▶ [ASSIGNED TASK]
Reproduce exactly, from the line containing "Outline every instance of the blue", every line down to the end of the data below.

▶ [INFORMATION]
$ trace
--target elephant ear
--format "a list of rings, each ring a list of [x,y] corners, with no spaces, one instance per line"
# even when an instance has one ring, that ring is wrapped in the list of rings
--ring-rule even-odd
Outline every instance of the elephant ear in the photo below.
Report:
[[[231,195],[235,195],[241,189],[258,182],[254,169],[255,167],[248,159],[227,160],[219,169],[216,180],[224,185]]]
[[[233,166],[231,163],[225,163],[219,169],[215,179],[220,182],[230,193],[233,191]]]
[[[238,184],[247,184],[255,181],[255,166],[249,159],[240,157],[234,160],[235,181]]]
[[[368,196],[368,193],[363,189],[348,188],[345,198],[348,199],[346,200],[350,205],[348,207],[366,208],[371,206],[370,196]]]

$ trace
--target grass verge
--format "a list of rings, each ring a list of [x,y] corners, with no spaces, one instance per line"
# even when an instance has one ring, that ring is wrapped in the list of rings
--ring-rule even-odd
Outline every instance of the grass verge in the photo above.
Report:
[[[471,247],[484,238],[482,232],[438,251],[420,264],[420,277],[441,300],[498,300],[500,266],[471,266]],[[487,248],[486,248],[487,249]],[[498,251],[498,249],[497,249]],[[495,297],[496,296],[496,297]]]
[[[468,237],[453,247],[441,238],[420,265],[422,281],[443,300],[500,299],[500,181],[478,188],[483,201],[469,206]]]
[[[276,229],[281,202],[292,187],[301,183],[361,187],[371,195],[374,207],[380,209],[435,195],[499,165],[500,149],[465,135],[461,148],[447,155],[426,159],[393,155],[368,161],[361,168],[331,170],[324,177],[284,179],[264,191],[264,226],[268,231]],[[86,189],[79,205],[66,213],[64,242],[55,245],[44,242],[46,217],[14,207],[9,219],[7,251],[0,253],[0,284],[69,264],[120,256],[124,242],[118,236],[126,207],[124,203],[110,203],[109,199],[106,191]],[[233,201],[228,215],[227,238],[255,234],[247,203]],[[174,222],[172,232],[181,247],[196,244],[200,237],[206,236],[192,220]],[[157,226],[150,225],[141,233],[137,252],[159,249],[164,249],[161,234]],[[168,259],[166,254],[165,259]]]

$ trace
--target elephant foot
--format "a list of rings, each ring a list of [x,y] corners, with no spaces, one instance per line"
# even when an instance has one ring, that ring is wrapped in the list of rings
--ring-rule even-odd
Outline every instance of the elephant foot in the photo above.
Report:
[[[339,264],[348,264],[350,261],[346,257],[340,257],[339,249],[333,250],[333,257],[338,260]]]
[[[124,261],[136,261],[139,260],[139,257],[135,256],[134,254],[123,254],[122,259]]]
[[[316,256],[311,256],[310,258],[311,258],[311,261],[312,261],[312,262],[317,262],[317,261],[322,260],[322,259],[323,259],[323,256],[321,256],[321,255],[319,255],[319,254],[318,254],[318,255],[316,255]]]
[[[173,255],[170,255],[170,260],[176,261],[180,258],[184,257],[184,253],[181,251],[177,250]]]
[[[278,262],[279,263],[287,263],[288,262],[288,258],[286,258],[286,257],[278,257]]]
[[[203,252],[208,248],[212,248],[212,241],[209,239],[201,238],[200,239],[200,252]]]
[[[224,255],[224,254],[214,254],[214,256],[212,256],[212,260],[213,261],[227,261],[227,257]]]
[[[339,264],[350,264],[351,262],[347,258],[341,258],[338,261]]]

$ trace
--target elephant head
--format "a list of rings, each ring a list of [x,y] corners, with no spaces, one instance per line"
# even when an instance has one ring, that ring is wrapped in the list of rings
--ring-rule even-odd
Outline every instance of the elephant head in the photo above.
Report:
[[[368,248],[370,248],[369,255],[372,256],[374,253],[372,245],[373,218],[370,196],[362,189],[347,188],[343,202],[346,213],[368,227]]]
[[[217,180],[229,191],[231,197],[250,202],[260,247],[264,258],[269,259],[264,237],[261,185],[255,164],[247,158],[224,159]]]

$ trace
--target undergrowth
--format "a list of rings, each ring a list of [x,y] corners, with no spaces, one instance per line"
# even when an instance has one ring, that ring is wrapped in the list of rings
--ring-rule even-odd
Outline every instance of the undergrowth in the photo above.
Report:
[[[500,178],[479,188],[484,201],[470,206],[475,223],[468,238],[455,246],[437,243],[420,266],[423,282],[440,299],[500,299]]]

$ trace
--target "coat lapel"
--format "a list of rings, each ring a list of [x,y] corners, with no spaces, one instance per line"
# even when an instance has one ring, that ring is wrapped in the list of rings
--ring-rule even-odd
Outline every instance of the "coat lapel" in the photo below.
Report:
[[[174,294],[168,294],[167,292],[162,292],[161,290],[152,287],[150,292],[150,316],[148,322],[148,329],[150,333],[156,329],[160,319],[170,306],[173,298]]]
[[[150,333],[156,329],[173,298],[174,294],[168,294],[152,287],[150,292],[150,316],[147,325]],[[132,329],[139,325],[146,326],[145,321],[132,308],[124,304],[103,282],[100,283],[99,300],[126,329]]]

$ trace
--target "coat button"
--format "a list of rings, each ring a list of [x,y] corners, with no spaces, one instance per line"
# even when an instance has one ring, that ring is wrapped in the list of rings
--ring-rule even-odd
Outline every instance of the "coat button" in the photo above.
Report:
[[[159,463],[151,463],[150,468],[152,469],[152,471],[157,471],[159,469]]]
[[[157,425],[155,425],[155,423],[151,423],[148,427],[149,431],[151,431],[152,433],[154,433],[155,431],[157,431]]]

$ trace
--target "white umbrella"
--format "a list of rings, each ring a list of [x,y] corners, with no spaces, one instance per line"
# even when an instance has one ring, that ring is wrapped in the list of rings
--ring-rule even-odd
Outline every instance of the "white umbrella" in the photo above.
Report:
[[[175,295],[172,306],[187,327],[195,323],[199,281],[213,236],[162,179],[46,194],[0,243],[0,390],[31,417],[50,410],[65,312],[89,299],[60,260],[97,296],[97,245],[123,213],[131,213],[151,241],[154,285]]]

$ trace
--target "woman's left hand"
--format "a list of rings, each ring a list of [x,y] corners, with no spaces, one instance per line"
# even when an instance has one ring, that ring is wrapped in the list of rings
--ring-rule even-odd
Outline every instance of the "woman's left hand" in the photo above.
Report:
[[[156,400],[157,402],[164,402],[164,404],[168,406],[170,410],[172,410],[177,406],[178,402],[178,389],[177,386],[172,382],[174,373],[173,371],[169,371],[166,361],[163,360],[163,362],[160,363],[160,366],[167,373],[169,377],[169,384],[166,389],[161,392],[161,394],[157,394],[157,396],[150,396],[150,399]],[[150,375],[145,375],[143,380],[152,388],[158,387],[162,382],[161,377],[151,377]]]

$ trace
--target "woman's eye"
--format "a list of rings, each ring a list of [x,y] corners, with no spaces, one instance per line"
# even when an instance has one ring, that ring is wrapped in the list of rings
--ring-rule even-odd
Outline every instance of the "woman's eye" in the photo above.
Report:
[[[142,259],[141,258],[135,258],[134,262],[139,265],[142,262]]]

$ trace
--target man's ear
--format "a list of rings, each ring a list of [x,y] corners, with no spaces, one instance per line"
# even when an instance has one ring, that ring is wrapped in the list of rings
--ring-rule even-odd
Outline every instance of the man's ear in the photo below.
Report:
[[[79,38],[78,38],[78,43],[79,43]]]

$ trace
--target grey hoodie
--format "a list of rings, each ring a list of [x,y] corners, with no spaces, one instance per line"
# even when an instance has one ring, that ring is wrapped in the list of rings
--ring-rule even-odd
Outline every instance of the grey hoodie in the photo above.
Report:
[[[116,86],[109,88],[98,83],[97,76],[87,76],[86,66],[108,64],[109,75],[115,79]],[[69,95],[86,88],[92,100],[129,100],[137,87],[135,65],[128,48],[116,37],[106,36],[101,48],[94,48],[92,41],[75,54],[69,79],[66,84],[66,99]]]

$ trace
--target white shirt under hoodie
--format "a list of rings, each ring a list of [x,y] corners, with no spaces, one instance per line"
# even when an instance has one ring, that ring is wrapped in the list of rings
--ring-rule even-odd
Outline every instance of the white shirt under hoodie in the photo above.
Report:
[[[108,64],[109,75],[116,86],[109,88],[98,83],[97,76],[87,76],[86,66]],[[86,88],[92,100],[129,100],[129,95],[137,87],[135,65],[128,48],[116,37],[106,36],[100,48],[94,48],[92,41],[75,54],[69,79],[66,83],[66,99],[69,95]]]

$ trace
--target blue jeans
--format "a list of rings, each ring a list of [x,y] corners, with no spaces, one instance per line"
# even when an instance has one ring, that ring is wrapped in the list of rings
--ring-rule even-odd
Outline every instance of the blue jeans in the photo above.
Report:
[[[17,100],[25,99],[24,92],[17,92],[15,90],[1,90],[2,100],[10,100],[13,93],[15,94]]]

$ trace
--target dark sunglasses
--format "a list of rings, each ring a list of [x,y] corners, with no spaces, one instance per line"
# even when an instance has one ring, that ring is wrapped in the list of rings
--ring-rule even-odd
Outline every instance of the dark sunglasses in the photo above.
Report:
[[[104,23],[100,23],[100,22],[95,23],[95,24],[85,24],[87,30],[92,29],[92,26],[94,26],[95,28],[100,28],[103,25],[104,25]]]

▶ [EXERCISE RESPONSE]
Outline every instance of the blue jeans in the photo above.
Report:
[[[17,100],[25,99],[24,92],[17,92],[15,90],[1,90],[2,100],[10,100],[13,93],[15,94]]]

$ trace
--target dark sunglasses
--format "a list of rings, each ring a list of [x,y] corners, with no spaces, one instance per line"
# even when an instance has one ring, that ring is wrapped in the list of rings
--ring-rule even-odd
Outline every instance of the dark sunglasses in the photo above.
Report:
[[[104,23],[100,23],[100,22],[95,23],[95,24],[85,24],[87,30],[92,29],[92,26],[94,26],[95,28],[100,28],[103,25],[104,25]]]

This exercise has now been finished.